I'd like to try and make my own 'suitable reference' to Don Steel
through this Forum.

I didn't know Don in his best period. I was completely unaware of his
earlier, significant background that longer serving members may recall.
Until, that is, I discovered old copies of a book by him. Even then, I
first thought it might be by some 'other' Don Steel. But, slowly, the
light dawned...

No, I knew a determined man who ran a shambling bookstall that, although
it wouldn't stand up as a retail icon, was always a magnet for people
who wanted to have a good old rummage amongst the books, maps and CDs
that Don had amassed over many years in those big plastic boxes, each
box helpfully labelled with big captions like 'Northamptonshire' or
'Military'. It looked a mess, but there was always a chance you'd find a
bargain; and Don was always on hand to offer help, sometimes wearing his
straw hat with a note stuck in the band telling you that he was the
'Moving Cash Till'.

Don seemed to have the knack of recruiting the local scout troop in each
area to help him unload his 'wares'. Early on a Sunday morning, a bunch
of young lads would be gathered around his van or (later) his battered
estate car, crammed with stuff, and you can guess that they weren't all
that enthusiastic to help this nutty gent with his heavy boxes. But
unload they did, come rain or shine, and (usually) by 10:00am the 'Don
Steel Emporium' was ready for trade. It was a significant presence.

I was initially cautious; was it a good idea to be near Don's display?
Surely, it wouldn't show us in a good light to be so close? Or would
that mean more people would have to pass by The Guild Bookstall? But
would that mean that they were only looking for a cheap bargain and
would just simply ignore us? It didn't matter. We were all there with
something to sell, and something to say.

------------------------------------------------------------------------

__BRIEF__.
Copy word for word the passage of the Don Steel recollection starting at "Don seemed to" and ending at "near Don's display?".

------------------------------------------------------------------------

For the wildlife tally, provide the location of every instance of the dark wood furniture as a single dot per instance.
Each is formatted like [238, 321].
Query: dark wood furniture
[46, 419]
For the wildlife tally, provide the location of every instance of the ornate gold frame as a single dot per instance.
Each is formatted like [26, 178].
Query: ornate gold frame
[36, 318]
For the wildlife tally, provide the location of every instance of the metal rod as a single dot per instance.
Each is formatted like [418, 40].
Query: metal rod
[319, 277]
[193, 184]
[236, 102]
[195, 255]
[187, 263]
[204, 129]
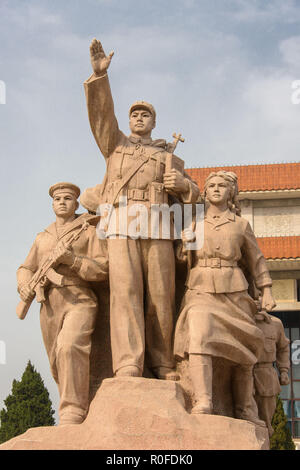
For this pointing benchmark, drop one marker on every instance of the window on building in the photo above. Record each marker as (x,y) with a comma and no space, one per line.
(298,290)
(290,394)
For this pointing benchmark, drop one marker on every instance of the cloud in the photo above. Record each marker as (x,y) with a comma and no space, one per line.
(290,51)
(261,11)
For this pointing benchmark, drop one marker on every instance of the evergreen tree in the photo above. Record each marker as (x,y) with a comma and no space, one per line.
(27,406)
(281,439)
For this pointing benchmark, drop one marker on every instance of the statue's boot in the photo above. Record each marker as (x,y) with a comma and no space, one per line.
(200,367)
(129,371)
(244,403)
(165,373)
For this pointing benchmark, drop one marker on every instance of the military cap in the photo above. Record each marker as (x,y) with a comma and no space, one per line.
(90,198)
(143,105)
(65,187)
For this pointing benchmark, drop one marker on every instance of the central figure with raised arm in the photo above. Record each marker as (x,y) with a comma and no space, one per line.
(141,269)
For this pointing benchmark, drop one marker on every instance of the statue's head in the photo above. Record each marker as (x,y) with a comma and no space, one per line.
(226,181)
(142,117)
(64,197)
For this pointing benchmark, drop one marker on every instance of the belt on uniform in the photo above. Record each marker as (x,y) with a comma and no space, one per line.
(138,194)
(263,365)
(215,263)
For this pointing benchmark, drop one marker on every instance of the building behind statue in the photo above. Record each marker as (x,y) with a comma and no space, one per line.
(270,201)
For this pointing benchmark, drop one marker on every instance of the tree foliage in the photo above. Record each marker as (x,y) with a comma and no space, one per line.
(27,406)
(281,438)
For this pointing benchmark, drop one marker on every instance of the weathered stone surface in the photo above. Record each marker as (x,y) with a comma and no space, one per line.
(144,414)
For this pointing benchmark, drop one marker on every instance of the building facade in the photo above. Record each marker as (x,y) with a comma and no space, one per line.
(270,201)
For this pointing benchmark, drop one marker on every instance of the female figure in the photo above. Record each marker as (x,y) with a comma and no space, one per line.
(217,318)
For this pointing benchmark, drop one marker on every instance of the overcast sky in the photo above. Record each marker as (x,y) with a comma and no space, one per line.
(220,72)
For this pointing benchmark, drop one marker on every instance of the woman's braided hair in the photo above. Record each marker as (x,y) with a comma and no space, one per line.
(231,178)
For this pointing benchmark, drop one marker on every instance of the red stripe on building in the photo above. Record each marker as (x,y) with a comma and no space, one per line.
(256,177)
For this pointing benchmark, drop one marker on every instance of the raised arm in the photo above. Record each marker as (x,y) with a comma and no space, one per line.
(99,100)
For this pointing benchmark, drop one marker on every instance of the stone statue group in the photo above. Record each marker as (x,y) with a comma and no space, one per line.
(223,313)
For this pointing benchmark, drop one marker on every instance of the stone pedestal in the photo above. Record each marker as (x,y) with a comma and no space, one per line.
(143,414)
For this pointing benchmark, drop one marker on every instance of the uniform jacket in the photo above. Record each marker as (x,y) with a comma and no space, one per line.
(91,263)
(122,153)
(228,238)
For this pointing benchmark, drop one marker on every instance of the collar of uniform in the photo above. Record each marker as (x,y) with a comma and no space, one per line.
(80,218)
(153,143)
(227,215)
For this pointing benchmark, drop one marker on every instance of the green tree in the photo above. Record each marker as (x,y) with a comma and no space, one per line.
(27,406)
(281,438)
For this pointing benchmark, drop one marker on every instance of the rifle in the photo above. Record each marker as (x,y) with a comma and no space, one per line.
(46,271)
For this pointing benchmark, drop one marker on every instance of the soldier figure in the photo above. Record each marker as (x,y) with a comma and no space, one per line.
(141,271)
(68,312)
(266,381)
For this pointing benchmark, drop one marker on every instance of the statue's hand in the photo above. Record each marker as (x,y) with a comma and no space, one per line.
(100,62)
(26,293)
(267,301)
(284,378)
(63,255)
(175,181)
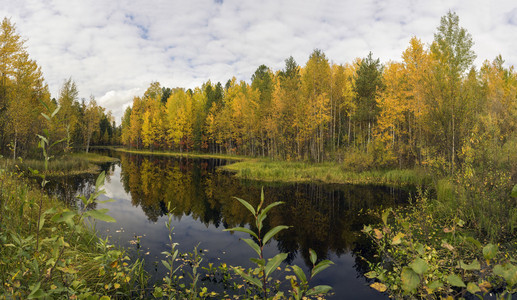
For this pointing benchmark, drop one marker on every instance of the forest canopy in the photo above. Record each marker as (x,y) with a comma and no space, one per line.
(430,108)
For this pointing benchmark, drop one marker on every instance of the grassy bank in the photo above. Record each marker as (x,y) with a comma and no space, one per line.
(264,169)
(47,251)
(70,164)
(267,170)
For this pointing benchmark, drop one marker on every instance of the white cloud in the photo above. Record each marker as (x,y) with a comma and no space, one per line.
(114,49)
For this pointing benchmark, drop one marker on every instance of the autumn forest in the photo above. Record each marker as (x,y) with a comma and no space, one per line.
(432,112)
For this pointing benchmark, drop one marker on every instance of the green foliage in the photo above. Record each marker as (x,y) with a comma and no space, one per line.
(51,254)
(428,259)
(260,278)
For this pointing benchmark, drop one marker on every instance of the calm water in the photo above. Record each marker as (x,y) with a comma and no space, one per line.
(326,218)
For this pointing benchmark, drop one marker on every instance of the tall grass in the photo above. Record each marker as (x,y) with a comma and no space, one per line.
(43,257)
(267,170)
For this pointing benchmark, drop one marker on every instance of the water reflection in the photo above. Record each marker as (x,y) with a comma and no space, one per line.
(326,218)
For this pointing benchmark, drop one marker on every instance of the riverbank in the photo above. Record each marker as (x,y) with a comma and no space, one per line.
(66,165)
(263,169)
(48,251)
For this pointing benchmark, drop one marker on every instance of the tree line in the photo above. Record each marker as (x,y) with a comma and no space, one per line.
(23,94)
(428,109)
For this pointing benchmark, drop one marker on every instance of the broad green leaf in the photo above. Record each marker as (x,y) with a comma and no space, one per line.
(44,105)
(419,265)
(319,289)
(270,206)
(260,220)
(322,265)
(490,251)
(410,279)
(253,245)
(242,229)
(455,280)
(473,288)
(65,217)
(45,116)
(273,263)
(43,138)
(273,232)
(474,265)
(247,205)
(313,256)
(398,238)
(248,278)
(381,287)
(299,273)
(261,199)
(166,264)
(100,214)
(434,285)
(100,181)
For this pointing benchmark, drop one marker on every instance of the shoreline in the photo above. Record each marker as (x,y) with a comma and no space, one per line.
(267,170)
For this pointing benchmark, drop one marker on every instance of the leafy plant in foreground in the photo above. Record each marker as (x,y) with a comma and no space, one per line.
(261,276)
(442,262)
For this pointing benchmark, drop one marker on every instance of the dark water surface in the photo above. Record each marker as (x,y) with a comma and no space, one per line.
(326,218)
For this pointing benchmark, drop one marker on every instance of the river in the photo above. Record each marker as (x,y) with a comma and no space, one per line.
(326,218)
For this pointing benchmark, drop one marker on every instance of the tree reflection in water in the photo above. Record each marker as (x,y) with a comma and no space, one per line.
(326,218)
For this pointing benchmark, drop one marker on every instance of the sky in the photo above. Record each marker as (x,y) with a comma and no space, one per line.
(114,49)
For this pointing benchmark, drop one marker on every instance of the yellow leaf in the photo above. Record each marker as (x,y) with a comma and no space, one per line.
(379,287)
(398,238)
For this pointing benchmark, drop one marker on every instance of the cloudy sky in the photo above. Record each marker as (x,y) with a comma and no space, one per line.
(114,49)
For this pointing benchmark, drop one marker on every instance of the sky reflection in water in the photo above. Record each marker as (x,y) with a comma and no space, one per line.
(323,217)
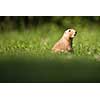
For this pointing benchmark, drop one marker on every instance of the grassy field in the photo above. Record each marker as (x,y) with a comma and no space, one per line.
(26,56)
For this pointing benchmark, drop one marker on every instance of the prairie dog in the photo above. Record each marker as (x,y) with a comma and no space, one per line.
(65,43)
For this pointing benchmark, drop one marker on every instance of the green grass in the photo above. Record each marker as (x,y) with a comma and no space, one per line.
(27,57)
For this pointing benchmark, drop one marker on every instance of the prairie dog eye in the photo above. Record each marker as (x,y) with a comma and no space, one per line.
(69,30)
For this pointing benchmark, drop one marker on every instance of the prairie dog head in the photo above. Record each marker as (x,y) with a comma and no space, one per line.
(69,34)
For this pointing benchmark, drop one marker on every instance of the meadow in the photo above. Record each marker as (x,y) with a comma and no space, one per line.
(26,56)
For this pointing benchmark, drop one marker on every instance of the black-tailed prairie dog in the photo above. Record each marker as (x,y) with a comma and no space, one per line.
(65,43)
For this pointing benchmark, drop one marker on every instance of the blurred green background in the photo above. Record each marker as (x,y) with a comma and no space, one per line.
(25,49)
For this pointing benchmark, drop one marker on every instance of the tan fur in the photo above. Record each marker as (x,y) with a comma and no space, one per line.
(64,44)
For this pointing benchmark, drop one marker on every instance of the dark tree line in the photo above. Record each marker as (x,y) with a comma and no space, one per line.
(21,22)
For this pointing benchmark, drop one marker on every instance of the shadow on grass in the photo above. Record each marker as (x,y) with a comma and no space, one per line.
(48,70)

------------------------------------------------------------------------

__TASK ANSWER__.
Don seemed to have the knack of recruiting the local scout troop in each
area to help him unload his 'wares'. Early on a Sunday morning, a bunch
of young lads would be gathered around his van or (later) his battered
estate car, crammed with stuff, and you can guess that they weren't all
that enthusiastic to help this nutty gent with his heavy boxes. But
unload they did, come rain or shine, and (usually) by 10:00am the 'Don
Steel Emporium' was ready for trade. It was a significant presence.

I was initially cautious; was it a good idea to be near Don's display?